+++ Task data

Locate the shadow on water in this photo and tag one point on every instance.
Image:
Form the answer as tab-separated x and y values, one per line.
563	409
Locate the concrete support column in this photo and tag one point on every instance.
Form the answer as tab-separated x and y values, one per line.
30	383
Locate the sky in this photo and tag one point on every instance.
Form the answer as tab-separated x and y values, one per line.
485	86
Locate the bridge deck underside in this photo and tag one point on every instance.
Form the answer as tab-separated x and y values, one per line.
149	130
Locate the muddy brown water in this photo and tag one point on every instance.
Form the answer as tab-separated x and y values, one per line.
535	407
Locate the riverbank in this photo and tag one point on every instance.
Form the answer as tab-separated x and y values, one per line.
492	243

++++++

* **Exercise goal**
Could you rewrite every line of the rows above as a single numbered list, skipping any blank lines?

* **Answer to the task**
1. Locate the shadow on water in this photo and tag one point on every instance.
2. Image:
3. Form the answer as tab-separated x and y values, one per line.
4. 563	409
5. Locate the concrete support column in this photo and tag one point on every instance.
6. Form the answer as tab-separated x and y values, one per line.
7. 30	383
8. Locate the sky in this photo and tag one point on every instance.
9. Form the answer as tab-separated x and y values, one per line.
10. 485	86
11. Locate the bridge deck underside in this photo and tag one point on every instance.
12. Form the answer as tab-separated x and y values, one per line.
13. 149	130
14. Locate the muddy brown water in this photo and tag one point on every instance.
15. Form the answer as tab-separated x and y values, one per line.
16. 535	407
17. Locate the riverbank in this photo and tag one point on every instance.
18. Form the answer as tab-separated x and y values, one per line.
19. 492	243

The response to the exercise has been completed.